RECORDS FOR THIS TASK —
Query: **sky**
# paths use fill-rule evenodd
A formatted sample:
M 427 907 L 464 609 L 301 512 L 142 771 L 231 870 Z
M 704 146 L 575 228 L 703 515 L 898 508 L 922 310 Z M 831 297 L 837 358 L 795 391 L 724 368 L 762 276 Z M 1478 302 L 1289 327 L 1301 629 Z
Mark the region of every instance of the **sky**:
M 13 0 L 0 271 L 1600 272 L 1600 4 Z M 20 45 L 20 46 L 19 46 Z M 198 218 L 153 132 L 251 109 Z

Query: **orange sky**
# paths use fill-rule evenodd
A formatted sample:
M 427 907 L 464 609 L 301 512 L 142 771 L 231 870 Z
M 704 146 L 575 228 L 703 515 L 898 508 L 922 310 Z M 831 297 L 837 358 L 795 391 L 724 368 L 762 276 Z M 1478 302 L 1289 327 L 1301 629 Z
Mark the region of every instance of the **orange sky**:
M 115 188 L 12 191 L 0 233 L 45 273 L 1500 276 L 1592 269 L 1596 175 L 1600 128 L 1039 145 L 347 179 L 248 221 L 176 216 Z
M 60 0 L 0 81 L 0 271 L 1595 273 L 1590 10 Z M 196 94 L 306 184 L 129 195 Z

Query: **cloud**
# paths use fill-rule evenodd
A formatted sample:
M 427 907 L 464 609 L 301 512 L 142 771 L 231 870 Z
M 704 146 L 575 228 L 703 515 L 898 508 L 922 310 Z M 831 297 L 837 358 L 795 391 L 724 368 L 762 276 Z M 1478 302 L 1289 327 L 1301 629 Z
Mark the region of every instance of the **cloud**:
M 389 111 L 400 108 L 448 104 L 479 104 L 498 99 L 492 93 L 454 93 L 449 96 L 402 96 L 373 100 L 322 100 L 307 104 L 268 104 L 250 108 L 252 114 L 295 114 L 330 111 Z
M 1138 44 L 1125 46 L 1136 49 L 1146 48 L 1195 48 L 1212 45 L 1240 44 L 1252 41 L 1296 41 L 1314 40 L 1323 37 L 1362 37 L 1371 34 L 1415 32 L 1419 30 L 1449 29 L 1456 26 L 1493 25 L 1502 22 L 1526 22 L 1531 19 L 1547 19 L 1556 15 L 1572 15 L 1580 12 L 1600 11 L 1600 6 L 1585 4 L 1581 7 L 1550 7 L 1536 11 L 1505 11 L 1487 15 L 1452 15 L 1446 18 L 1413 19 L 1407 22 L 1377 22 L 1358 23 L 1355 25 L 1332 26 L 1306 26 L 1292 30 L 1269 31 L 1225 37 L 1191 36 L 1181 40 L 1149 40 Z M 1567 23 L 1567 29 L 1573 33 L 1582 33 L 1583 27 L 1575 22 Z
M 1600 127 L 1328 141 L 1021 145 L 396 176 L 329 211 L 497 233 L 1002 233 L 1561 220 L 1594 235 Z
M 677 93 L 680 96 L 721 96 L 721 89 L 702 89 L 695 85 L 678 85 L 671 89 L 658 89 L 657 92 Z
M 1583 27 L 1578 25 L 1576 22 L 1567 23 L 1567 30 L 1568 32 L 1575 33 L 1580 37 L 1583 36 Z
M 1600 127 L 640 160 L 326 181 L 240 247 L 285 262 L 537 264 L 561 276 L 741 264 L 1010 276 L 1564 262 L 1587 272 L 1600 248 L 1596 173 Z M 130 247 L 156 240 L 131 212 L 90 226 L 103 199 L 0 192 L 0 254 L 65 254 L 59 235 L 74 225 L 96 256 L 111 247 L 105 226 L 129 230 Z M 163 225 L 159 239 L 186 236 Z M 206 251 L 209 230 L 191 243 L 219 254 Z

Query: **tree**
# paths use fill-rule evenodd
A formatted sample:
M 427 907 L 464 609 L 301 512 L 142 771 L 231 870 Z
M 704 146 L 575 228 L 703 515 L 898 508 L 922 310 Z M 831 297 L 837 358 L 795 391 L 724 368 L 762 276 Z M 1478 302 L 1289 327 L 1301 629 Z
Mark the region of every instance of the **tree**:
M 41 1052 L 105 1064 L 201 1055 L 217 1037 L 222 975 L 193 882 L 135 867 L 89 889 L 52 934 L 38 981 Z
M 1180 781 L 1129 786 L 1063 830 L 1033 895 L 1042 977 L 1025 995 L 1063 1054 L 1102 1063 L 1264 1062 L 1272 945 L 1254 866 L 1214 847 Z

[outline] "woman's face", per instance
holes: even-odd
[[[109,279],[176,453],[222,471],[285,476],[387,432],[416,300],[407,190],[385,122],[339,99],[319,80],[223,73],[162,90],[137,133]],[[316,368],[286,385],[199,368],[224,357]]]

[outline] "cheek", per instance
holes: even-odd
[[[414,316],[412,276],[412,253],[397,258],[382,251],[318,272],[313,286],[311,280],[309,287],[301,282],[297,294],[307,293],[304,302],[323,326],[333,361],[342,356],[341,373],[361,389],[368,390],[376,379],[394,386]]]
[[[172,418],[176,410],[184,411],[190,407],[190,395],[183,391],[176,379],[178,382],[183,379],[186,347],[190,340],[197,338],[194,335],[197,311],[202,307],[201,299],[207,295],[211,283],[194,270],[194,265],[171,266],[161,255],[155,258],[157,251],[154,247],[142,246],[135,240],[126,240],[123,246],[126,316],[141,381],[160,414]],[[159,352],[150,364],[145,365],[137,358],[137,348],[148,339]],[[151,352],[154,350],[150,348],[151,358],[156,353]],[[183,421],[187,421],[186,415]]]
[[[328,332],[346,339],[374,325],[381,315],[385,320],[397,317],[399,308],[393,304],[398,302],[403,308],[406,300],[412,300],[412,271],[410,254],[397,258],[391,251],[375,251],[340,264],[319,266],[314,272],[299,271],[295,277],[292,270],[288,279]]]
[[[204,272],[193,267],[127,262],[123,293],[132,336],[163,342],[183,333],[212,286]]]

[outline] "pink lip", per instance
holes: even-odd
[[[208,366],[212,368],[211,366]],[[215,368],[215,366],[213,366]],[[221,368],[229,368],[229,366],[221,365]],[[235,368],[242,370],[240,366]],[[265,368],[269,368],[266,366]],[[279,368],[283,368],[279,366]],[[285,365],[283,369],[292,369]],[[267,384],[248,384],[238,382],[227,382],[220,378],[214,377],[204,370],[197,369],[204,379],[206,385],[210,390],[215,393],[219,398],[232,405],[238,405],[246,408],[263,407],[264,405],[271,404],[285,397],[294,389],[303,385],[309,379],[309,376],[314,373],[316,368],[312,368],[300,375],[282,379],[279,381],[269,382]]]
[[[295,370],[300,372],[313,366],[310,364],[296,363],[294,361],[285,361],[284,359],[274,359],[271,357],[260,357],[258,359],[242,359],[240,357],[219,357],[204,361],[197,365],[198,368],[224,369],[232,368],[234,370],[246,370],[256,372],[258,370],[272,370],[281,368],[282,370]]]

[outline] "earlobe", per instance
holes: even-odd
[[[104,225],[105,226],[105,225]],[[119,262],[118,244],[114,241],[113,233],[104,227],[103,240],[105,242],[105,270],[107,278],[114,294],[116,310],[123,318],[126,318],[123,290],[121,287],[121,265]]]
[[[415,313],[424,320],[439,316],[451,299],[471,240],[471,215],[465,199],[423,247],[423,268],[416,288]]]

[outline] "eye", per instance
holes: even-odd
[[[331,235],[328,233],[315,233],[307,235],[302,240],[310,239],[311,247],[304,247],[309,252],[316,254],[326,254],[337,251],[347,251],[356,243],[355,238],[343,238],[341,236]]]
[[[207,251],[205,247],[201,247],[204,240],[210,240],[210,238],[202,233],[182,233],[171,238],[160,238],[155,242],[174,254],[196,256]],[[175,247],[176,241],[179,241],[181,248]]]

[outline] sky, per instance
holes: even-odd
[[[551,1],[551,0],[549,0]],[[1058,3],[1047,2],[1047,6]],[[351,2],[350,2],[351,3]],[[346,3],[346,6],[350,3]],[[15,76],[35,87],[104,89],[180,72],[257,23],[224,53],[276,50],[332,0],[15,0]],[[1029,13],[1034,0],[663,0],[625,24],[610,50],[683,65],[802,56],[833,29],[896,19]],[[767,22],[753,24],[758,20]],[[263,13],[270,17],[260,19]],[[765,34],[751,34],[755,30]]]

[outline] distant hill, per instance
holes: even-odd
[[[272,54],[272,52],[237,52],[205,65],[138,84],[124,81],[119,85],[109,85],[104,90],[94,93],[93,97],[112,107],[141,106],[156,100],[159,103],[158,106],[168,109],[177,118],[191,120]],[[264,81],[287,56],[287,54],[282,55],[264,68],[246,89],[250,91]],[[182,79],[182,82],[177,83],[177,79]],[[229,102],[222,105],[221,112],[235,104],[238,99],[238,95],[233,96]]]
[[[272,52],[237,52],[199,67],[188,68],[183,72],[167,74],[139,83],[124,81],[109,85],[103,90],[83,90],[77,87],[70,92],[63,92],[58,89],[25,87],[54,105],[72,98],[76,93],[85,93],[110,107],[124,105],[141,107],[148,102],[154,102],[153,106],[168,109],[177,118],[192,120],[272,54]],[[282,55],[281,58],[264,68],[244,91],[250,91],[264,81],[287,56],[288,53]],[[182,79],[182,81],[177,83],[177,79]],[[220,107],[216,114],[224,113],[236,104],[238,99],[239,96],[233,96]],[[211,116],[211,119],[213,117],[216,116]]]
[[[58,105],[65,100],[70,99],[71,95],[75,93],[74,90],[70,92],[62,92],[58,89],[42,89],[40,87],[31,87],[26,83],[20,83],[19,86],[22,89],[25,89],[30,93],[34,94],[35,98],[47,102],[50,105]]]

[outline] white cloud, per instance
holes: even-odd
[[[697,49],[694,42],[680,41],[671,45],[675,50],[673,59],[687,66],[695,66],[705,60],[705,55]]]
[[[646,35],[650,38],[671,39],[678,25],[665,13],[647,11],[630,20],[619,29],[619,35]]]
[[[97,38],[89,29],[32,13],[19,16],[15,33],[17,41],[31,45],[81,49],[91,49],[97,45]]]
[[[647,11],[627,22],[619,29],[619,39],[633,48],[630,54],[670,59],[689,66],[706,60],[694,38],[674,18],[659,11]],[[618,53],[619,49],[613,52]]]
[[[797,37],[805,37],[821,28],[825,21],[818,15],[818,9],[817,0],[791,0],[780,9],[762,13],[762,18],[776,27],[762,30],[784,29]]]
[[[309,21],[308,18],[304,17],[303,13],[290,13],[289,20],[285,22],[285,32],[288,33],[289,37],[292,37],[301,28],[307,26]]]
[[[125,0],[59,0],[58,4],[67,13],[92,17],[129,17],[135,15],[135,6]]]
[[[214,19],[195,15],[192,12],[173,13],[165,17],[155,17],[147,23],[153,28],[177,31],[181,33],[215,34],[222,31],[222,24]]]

YOUR INSTRUCTIONS —
Every line with "outline" in it should be copied from the entries.

YOUR SOLUTION —
[outline] "woman's face", per instance
[outline] "cheek", per instance
[outline] "pink lip", per instance
[outline] "earlobe", per instance
[outline] "eye", per instance
[outline] sky, per instance
[outline] distant hill, per instance
[outline] white cloud, per instance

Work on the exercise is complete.